Although IMPT-DGT requires more beam directions than IMPT-SS to achieve similar non-uniform dose distributions, the determination of the optimal number of beam directions and orientations for both methods is a difficult problem that is not investigated in the current work.

Two beam configurations were used for the IMPT-DGT plans. The IMPT-DGTfull configuration used 51 beams equally spaced over 360°, and the IMPT-DGThalf configuration used 25 beams spaced over 180°. The angular separation between the beams was equal for both configurations.

2.3.3. IMPT dose calculations

The proton pencil beams had a Gaussian lateral full width at half maximum (FWHM) of 8 mm in air at isocentre, were separated by 3.5 mm in the lateral dimension, and 5 mm in the depth dimension for the case of IMPT-SS, as specified in table 2. These are similar to the parameters used for IMPT-SS at PSI (Lomax et al 2004). As only the central slice of the phantom was used in the optimization process, spots were placed on a 2-D matrix rather than throughout the entire 3-D volume. It was assumed that arbitrary proton beam spot intensities were deliverable.

Stored data
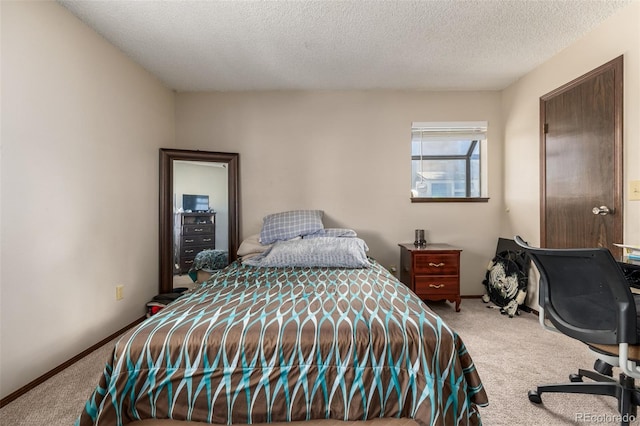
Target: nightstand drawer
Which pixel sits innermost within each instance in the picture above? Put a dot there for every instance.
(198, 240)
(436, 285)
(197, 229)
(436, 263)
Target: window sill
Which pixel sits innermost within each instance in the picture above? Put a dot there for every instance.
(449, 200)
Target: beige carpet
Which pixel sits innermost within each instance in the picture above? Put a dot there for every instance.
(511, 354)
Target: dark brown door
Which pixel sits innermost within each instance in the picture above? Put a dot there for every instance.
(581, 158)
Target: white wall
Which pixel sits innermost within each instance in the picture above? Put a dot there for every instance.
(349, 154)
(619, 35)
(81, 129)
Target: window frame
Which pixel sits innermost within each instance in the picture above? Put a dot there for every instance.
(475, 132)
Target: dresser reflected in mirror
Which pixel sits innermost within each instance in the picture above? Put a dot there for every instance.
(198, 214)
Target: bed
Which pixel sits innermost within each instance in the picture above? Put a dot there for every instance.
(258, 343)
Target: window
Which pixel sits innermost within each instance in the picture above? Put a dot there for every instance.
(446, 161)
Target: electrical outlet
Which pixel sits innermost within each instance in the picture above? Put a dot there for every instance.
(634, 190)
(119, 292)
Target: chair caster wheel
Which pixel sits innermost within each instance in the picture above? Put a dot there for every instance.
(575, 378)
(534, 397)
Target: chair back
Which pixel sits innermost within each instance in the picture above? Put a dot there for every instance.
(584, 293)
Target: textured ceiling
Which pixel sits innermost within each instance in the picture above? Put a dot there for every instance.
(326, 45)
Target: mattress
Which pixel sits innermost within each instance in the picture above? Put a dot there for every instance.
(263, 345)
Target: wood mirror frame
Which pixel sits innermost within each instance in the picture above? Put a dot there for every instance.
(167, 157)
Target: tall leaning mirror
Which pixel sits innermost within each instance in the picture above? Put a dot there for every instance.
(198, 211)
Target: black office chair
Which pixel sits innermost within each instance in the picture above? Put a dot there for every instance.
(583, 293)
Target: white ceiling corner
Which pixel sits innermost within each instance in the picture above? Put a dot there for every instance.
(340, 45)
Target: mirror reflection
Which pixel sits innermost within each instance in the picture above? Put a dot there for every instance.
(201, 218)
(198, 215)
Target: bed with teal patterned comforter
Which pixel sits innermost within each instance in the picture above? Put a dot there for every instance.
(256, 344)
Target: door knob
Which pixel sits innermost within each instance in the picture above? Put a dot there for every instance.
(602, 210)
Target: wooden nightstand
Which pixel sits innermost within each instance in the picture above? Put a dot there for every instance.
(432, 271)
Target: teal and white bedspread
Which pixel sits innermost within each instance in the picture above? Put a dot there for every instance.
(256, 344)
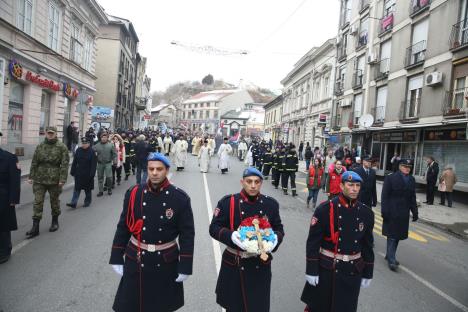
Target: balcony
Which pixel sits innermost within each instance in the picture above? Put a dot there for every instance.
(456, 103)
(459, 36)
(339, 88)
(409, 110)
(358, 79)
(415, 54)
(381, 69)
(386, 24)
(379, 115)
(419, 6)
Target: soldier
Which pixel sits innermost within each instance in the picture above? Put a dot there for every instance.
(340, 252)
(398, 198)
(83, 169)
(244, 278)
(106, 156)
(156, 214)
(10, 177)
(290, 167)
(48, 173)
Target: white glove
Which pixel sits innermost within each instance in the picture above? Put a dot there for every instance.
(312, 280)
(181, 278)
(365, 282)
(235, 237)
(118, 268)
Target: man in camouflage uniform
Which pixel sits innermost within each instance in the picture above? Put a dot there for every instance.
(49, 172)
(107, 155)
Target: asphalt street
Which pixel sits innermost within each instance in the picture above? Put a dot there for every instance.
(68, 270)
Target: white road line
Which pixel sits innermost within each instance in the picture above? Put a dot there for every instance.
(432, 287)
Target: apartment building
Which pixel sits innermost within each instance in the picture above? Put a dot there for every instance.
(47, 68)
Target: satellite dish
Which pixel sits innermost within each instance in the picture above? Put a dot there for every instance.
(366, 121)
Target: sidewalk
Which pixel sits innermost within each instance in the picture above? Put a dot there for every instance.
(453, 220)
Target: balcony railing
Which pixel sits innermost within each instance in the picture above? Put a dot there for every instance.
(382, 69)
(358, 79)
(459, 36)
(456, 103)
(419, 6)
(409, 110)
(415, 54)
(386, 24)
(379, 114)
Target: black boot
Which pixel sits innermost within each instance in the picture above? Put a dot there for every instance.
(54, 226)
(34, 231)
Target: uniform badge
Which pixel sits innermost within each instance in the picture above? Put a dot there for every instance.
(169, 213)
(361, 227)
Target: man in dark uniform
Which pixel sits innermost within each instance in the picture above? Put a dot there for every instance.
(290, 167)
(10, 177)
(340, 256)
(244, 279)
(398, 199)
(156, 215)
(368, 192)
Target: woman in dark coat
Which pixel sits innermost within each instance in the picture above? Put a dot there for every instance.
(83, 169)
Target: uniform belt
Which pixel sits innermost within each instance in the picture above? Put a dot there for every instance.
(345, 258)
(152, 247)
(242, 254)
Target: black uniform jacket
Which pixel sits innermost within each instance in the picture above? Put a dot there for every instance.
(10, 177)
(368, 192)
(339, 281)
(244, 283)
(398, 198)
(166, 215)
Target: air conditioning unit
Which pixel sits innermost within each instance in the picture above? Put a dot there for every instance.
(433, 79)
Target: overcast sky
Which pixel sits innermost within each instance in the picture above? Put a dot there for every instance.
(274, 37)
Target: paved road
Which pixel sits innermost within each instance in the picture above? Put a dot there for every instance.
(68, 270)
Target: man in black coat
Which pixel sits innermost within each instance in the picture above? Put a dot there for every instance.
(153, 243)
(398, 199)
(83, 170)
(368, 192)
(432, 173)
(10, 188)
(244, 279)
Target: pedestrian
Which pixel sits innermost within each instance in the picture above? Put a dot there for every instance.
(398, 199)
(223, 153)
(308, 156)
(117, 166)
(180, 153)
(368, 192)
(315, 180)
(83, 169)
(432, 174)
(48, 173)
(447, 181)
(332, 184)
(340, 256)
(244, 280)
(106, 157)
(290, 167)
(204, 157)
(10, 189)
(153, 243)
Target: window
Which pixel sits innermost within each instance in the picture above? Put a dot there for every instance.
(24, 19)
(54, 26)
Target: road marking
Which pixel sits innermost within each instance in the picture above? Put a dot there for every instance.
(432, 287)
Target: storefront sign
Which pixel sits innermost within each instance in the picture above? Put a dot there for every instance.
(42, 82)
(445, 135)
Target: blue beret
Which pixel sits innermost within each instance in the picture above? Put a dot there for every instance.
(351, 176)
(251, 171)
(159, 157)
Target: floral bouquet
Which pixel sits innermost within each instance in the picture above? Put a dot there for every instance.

Task statement: Please translate this sentence from the proton therapy passage into Spanish: "It was assumed that arbitrary proton beam spot intensities were deliverable."

Exercise output: Se supuso que era posible administrar intensidades arbitrarias en los puntos del haz de protones.